> WHAT YOU ARE ASKED TO DO
Each line at or after the one containing "Query: cracked rock surface" should be transcribed exactly, up to and including the final line of the data.

*** RAW DATA ***

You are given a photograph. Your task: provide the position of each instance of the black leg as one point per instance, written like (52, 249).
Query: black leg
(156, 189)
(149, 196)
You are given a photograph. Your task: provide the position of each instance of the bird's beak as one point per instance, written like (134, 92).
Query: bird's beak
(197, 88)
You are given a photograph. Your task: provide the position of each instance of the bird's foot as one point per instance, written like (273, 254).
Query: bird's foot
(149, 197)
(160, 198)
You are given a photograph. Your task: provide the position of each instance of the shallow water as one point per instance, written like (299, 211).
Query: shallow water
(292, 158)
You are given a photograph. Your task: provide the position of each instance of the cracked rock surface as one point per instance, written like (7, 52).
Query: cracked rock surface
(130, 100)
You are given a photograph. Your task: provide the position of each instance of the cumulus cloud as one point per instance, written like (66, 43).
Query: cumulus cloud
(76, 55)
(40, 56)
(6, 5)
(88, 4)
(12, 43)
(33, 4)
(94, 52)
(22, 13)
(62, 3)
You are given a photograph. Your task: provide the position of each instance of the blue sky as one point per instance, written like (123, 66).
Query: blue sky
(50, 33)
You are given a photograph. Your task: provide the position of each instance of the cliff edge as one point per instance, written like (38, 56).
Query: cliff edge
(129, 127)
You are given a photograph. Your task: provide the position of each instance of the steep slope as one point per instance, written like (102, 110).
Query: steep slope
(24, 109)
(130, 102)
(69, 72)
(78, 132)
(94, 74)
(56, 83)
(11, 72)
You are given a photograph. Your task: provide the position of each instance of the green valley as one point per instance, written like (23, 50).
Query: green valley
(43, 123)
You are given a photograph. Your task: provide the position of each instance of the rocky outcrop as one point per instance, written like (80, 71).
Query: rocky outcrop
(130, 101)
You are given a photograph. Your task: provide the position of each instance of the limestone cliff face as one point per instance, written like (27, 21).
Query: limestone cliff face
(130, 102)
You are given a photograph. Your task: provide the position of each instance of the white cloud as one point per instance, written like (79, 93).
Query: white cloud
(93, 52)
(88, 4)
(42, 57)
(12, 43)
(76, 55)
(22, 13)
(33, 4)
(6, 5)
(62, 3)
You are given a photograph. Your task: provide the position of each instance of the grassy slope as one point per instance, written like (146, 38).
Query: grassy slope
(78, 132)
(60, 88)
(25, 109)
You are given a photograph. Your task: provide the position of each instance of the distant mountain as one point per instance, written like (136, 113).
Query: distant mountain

*** End of RAW DATA ***

> ANSWER TO THE EXERCISE
Query: cracked rock surface
(130, 100)
You are given a photograph. Your task: provide the position of each instance of the cumulus cloud as one point per instance, written like (66, 43).
Query: cumulus cloud
(76, 55)
(40, 56)
(6, 5)
(88, 4)
(12, 43)
(33, 4)
(94, 52)
(22, 13)
(62, 3)
You are given a photograph. Your task: provide the position of each instance of the blue sky as one point per instance, written like (123, 66).
Query: blue sky
(50, 33)
You are given a photograph. Your task: provide the position of each instance of the cliff edge as one point per instance, written like (38, 56).
Query: cliff edge
(129, 127)
You are given a photograph. Your task: provide the position of each instance of the steep slope as one point per instance, written like (102, 110).
Query: steep slope
(24, 109)
(130, 102)
(69, 72)
(78, 132)
(94, 74)
(56, 83)
(11, 72)
You are given a photograph. Your task: provide the position of each instance of the green valley as one point per instance, written like (23, 50).
Query: green valley
(43, 123)
You are given a photograph. Your task: provide the position of each instance of the rocky outcrop as one point per instance, written like (80, 71).
Query: rocky outcrop
(130, 101)
You are given a photograph. Your task: provide the position of each instance of the limestone cliff face as one point per instance, written like (27, 21).
Query: limestone cliff face
(130, 102)
You are given a photograph. Your task: provide the position of each instance of the white cloud as one point per instance, written like (79, 93).
Query: white cloud
(93, 52)
(88, 4)
(42, 57)
(12, 43)
(76, 55)
(22, 13)
(33, 4)
(6, 5)
(62, 3)
You are given a photograph. Your task: provide the position of each instance of the grassy slope as one point per instance, written like (146, 38).
Query: grassy slope
(78, 132)
(60, 88)
(25, 109)
You are given a photograph. Your task: provide the position of each instance of the distant mountain as one point per instance, written like (136, 113).
Query: distant mountain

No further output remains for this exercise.